◆ **Document passage**
● ● ● ●
One more point before we return to the text of Ga 70: all experience, including reading, is attuned, according to Heidegger. We are always already in a mood. What is the mood appropriate to inception? This difficult question cannot be answered as if it were a matter of objective fact. But when I read this text, I feel something like a longing for a home that I have never known, a nostalgia for the coming dawn. The best German word may be Sehnsucht.

Getting us in tune with the appropriate mood is surely one function of Heidegger’s epigraphs. Consider the three short epigraphs that are left before we finally begin On Inception: Lernet danken Und ihr könnt denken

Learn to thank and you can think

* Nicht ist umsonst Alles ist einzig

* Nothing is in vain All is unique

* Beyng – a product of thinking? Thinking is always beyng’s appropriating In thinking, we must be grateful for the Ereignung, the event of beyng itself. It becomes our own when we become its own. This owning takes place in an atmosphere of supremely significant singularity. Heidegger denies that there is a general rule or law of inceptiveness; each inception is unique (13/6). Perhaps, then, we should translate the den in the title of the book: On the Inception. (The line “Nicht ist umsonst” is almost surely an error for “Nichts ist umsonst,” as in the very similar lines in Ga 13: 30. I have translated it accordingly.) Now we finally turn to Part I: Die Anfängnis des Anfangs (“The Incipience of the Inception”) and to section 1. I offer a step-by-step translation of this section along with brief commentary.

* Seyn – ein Ergebnis des Denkens? Denken ist stets Ereignung des Seyns

(translation and commentary begin on following page)

1. Was sagt »Anfang«?

1. What Does “Inception” Say?

Aus einer aufgegriffenen Wortbedeutung läßt sich nichts herausdröseln. Und wenn dies auch gelänge, dann wäre das »Wort« doch nicht das Wort, das hier Wesentliches sagen soll. Das Wort ist hier die Sage der Wahrheit des Seyns. Also muß das Denken des Seyns das Wort sagen und rechtfertigen oder gar fordern, sofern das Seyn selbst in dieses »Wesen«, das Anfang heißen soll, zurückwinkt und mit dem Wesen dessen Wesung und Wesenheit bestimmt.
● ● ● ●
◆ **Actions to take**
1. According to the commentary on Heidegger's On Inception, why might the book's title be better rendered as "On the Inception"? Answer in one to three sentences.
2. Translate this sentence from the commentary on Heidegger's On Inception into Spanish: "We are always already in a mood."
3. Pick up the commentary on Heidegger's On Inception right after its final sentence, and carry it on.

Segmentation data
● ● ● ●
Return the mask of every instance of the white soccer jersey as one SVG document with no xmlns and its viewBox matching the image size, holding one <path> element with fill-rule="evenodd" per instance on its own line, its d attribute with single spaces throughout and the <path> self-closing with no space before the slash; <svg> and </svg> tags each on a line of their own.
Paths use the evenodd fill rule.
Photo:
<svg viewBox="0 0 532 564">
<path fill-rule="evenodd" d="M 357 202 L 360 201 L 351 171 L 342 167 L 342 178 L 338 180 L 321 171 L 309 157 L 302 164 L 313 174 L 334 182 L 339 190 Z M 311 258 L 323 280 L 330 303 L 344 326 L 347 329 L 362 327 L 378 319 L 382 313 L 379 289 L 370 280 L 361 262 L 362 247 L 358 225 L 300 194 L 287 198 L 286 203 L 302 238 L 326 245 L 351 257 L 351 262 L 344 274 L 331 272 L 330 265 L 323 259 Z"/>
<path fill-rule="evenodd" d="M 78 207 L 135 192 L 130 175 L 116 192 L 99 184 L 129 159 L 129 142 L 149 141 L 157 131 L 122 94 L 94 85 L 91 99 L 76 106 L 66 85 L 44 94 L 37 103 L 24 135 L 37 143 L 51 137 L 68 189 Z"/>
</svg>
● ● ● ●
◆ **The answers**
1. Heidegger denies that there is a general rule or law of inceptiveness and holds that each inception is unique. Because of this, the commentary suggests translating the "den" in the title so that it reads "On the Inception."

2. Siempre estamos ya en un estado de ánimo.

3.
Nothing can be squeezed out of some grabbed-up definition. Even if this were possible, that “word” still would not be the word that is supposed to say the essential here. Here, the word is the saying of the truth of beyng. So the thinking of beyng must say and justify the word, or even demand it, inasmuch as beyng itself beckons back into this “essence” that is to be called inception, and with the essence determines its essential happening and essentiality. (9/3)

commentary: We must begin not with a contrived definition of a word, but with beyng itself. It has to point the way to this x – this distinctive happening – that we call Anfang. Then we may find the appropriate way to speak of it. Heidegger does not define his terms before starting his substantive investigation; the thing itself is to determine the word.

Das Denken des Seyns als Anfang denkt vor in das Wesen des Seyns als Ereignis. Beide Wesungen, Er-eignis und Anfang, gehören zusammen. Durch dieses Denken wird das »Seyn« als Wesenswort nicht ausgelöscht; wohl aber verliert es seinen ausschließlichen Vorrang, der vor allem in der Gestalt der metaphysischen Wesensprägung (»Seiendheit«) jede Wesensfrage nach dem Seyn selbst verwehrte, indem jenes Gepräge den Schein bestärkte, in der Gestalt der Frage nach der Seiendheit des Seienden (worin alle »Ontologie« sich erschöpft) sei alles Bestimmen des Seins enthalten.

The thinking of beyng as inception thinks forward into the essence of beyng as event. Both essential happenings – appropriating event and inception – belong together. Through this thinking, “beyng” as an essential word is not erased; it does, however, lose the exclusive primacy that, especially in the form of the metaphysical characterization of essence (“beingness”), ruled out every essential question about beyng itself, inasmuch as that characterization strengthened the semblance that every determining of being is contained within the form of the question about the beingness of beings (within which all “ontology” plays out). (9/3)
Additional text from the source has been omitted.